● Requirement
Reproduce the records exactly. Leave the pictures out.

● Working data
--- START ---

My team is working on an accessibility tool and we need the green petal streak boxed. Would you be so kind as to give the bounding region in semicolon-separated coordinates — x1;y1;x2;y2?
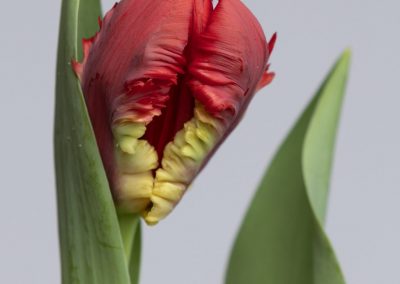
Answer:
226;50;351;284
55;0;140;283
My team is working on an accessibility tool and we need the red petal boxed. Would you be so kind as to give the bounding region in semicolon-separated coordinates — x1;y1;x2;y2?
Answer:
268;32;277;54
76;0;206;191
256;71;275;91
80;0;198;126
193;0;213;35
144;0;213;158
188;0;274;121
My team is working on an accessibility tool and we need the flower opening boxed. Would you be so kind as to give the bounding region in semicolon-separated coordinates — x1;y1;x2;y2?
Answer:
73;0;276;225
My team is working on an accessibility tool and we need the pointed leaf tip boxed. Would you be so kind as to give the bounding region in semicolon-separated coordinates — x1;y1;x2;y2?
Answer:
302;48;351;224
226;50;350;284
55;0;135;283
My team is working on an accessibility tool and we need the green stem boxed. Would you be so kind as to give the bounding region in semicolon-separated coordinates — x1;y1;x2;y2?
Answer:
118;214;139;262
129;223;142;284
118;214;142;284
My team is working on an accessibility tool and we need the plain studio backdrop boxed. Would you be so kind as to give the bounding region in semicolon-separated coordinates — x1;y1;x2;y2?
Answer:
0;0;399;283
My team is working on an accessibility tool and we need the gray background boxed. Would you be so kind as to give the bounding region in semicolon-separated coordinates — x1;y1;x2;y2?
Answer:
1;0;399;283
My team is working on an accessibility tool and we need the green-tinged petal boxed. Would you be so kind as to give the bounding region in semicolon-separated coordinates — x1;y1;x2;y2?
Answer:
225;51;350;284
54;0;137;283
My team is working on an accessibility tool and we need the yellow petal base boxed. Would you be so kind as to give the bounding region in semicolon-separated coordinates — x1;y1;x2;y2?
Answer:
113;102;223;225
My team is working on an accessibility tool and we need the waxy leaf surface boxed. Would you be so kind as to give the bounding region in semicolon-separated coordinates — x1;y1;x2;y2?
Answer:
226;51;350;284
54;0;139;283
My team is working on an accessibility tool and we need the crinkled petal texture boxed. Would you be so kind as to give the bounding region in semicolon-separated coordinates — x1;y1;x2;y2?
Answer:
73;0;275;225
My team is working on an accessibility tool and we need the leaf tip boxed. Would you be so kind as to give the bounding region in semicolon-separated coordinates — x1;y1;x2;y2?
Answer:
338;48;352;71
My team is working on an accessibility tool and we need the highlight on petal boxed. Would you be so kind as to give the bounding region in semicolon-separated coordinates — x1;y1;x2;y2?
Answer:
73;0;274;225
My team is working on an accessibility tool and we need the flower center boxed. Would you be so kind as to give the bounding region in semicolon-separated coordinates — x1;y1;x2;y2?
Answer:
113;102;222;225
143;76;194;160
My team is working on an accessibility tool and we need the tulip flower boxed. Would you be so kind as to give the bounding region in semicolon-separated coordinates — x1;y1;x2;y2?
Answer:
72;0;275;225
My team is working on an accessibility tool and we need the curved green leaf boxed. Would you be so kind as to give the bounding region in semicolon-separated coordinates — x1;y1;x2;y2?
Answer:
302;53;350;224
54;0;132;283
226;51;351;284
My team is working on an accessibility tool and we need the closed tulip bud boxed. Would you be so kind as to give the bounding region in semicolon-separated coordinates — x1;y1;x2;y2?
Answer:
72;0;276;225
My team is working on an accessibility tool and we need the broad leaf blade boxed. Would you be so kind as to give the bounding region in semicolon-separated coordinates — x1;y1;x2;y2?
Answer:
54;0;131;283
303;53;350;223
225;51;350;284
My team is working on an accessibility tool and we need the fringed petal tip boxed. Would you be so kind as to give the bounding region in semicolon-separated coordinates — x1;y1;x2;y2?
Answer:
256;71;275;91
256;33;277;91
268;32;277;55
71;36;97;80
71;4;118;80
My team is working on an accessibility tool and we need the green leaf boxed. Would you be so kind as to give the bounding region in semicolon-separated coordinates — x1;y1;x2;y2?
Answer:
225;50;351;284
54;0;134;283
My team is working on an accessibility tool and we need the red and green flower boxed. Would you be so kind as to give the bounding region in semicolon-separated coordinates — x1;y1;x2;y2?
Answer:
73;0;275;225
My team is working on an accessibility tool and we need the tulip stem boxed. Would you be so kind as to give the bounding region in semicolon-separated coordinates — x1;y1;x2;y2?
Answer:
118;213;142;283
118;213;140;262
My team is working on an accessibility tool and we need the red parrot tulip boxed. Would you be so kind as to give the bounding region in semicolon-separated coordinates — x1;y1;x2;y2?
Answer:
73;0;276;225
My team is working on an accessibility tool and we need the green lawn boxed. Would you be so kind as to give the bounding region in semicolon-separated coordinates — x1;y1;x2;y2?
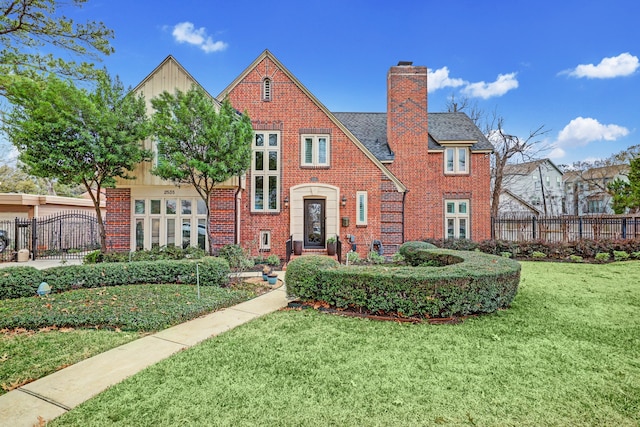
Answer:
51;261;640;426
0;282;266;395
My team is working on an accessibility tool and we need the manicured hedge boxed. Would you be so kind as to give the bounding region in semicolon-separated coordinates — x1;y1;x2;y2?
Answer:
0;257;230;300
284;255;340;300
285;247;521;318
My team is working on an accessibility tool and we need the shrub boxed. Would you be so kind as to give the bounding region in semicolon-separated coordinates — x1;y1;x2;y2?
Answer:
532;251;547;259
398;241;438;265
0;257;230;300
0;267;44;299
367;251;386;264
569;255;583;263
266;254;281;266
500;252;512;258
96;246;207;263
595;252;610;263
286;245;521;318
285;256;340;299
613;250;630;261
83;250;103;264
391;252;405;263
346;251;360;264
632;251;640;259
218;244;253;270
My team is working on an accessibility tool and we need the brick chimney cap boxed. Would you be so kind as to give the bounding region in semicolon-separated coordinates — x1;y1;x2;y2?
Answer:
397;61;413;66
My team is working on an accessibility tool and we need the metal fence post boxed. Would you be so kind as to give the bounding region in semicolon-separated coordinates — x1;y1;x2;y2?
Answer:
31;217;37;260
532;216;537;240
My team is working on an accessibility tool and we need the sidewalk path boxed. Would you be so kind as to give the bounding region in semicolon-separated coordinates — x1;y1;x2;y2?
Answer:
0;271;289;427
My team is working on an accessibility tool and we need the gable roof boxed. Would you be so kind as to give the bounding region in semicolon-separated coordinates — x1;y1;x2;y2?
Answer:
333;111;493;163
503;158;564;176
563;164;628;182
218;50;406;192
500;189;541;215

--- END ---

● Solution for this problem
My team is working on an accessibility tool and we need the green petal streak boxed. Would you be so kind as to give the bounding region in semicolon-separated coordinates — x1;y1;x2;y2?
Answer:
226;50;351;284
55;0;140;283
My team is working on an accessibility tool and we need the red petal boxed. Would you be so kind as to give the bounding region in semicolon-separated coordinates — x1;y1;x2;y2?
Answer:
268;32;277;54
76;0;206;191
256;71;275;91
80;0;198;126
193;0;213;35
144;0;213;158
188;0;274;121
My team is working on an accessibility tool and we need the flower opening boxed. Would you be so kind as to give the bounding region in semicolon-separated coordinates — x1;y1;x2;y2?
Answer:
73;0;276;225
My team is working on an accessibility tool and we need the pointed leaf tip boxed. Would you be so kind as to give the bounding region in semicolon-separated coordinates — x1;y1;x2;y2?
Answer:
302;48;351;224
226;50;350;284
55;0;135;283
My team is working on an accessibility tool and we need the green stem boxed. Would you be so kind as to give the bounding region in semicolon-separated coordinates — x1;y1;x2;y2?
Answer:
118;214;139;262
129;223;142;284
118;214;142;284
My team is working on an accessibility tool and we need the plain studio backdrop boxed. Would you be so kind as to give the bounding region in semicolon-separated coordinates — x1;y1;x2;y2?
Answer:
0;0;399;283
My team is working on an accessibility tool and we need the gray background boxed. Would you be so kind as to give the bounding region in semicolon-separated coordinates — x1;y1;x2;y2?
Answer:
1;0;399;283
My team is working on an accessibility tool and we need the green-tinged petal boxed. Would you be so kind as to give the bounding region in semicolon-separated coordinates — x1;y1;x2;y2?
Answer:
225;51;350;284
54;0;137;283
My team is working on an accessibility tool and we need the yellow petal base boxed. Would you be so kind as to give the bounding region in semicolon-separated coordinates — x1;y1;x2;y2?
Answer:
113;102;223;225
My team is working on an accessibility tool and we need the waxy leaf surface boxed. Would you be so kind as to give the bounding region in semicolon-separated coordinates — x1;y1;x2;y2?
Answer:
226;51;350;284
54;0;139;283
My team is working on an accessibility tool and we need the crinkled petal texture boxed. Would you be so kind as to give the bounding region in semicolon-separated coordinates — x1;y1;x2;y2?
Answer:
73;0;275;225
My team is working on an accessibility tool and we need the leaf tip boxed. Would you be so kind as to give the bounding region in semicolon-separated coordinates — x1;y1;x2;y2?
Answer:
338;48;352;71
My team is working on an accessibility tool and we need the highlight on petal boxed. Would you be so kind as to give the bounding region in semicolon-separated coordinates — x1;y1;x2;y2?
Answer:
73;0;274;225
My team is working on an accessibility tool and we need the flower center boxed. Would you be so kind as to give the bounding region in semicolon-separated coordinates — x1;y1;x2;y2?
Answer:
113;102;222;225
143;76;194;160
My team is working on an accessibility tool and we need the tulip flower boxed. Would you be so kind as to give the bounding region in semicolon-separated coordinates — x1;y1;x2;y2?
Answer:
72;0;275;225
My team is working on an accessibility tool and we need the curved green leaf boxed. Would you be so kind as to give the bounding region in semicolon-separated coordinates — x1;y1;x2;y2?
Answer:
302;53;350;224
54;0;132;283
226;51;351;284
My team is working on an accessibility tool and we need the closed tulip bud boxed. Would you be so kind as to give the bounding region in semicolon-separated coordinates — x1;y1;x2;y2?
Answer:
72;0;276;225
My team is working on an accessibility tool and we need the broad leaf blade boxed. Would you be so kind as to give the bounding region in semicolon-separated coordinates — x1;y1;x2;y2?
Answer:
54;0;131;283
303;53;350;223
225;51;350;284
My team is working on an accessibility tool and we need the fringed petal tip boxed. Would you be so kind as to give the bounding region in semicolon-separated coordinates — x1;y1;x2;y2?
Answer:
256;71;275;91
256;33;277;91
268;32;277;55
71;36;97;80
71;4;118;80
My team is working on an accessibility tool and we need the green leaf boxed. Would you be so kind as to give the bounding region in semicolon-separated coordinates — x1;y1;x2;y2?
Answer:
225;50;351;284
54;0;134;283
My team is working on an accessibility tool and we need the red and green flower boxed. Would you be so kind as to give the bounding region in semicolon-separated coordinates — x1;y1;x2;y2?
Answer:
73;0;275;225
My team is working on an accessibility tool and we need the tulip stem boxed. Would you be so kind as to give the bounding region in semicolon-separated coordinates — x1;y1;x2;y2?
Answer:
118;213;142;283
118;213;140;262
My team is working on an accessibility tool and we need the red parrot tulip boxed. Would you be so kind as to give the bounding region in semicolon-separated coordinates — x1;y1;x2;y2?
Answer:
73;0;276;225
My team is working on an accessibility tool and we need the green lawn boxed. Would you be so kind as to give the bounding region in semicolon-separated coordinates — x1;y1;x2;y2?
Answer:
51;261;640;426
0;282;266;395
My team is working on an accessibility tool and we need the manicured hedge boxed. Would you be so kind as to give the bounding region in semicolon-separated coordinates — x1;y1;x2;y2?
Answer:
0;257;230;300
284;255;340;300
285;247;521;318
My team is working on an accessibility tool and we need the shrub boxed. Would you be so kind as to give the bounding region in semicolon-separated coordinates — x1;y1;x2;y2?
Answer:
532;251;547;259
398;241;438;265
0;257;230;300
0;267;44;299
367;251;386;264
569;255;583;263
266;254;281;266
500;252;512;258
96;246;207;263
595;252;610;263
286;245;521;318
285;256;340;299
613;250;630;261
83;250;103;264
391;252;405;263
346;251;360;264
632;251;640;259
218;244;253;270
My team is working on an accessibility tool and we need the brick chimney cap boxed. Would you be so kind as to give the bounding region in semicolon-separated coordinates — x1;y1;x2;y2?
Answer:
397;61;413;66
My team is working on an accessibility tool and we need the metal fence post boxed. Would you be so kind as to give the bounding region in semicolon-separated coordinates — x1;y1;x2;y2?
Answer:
31;217;37;260
532;216;537;240
My team is working on an accessibility tool and we need the sidewalk path boxed. Would you be so kind as to give the bounding region in semicolon-separated coordinates — x1;y1;x2;y2?
Answer:
0;271;289;427
My team is working on an accessibility tool and we need the gable roof boxed. Would you be so kind as to give the bounding region in semicolon-separated coordinates — x1;y1;x2;y2?
Answer:
333;111;493;163
503;158;564;176
563;164;628;182
218;50;406;192
500;189;541;215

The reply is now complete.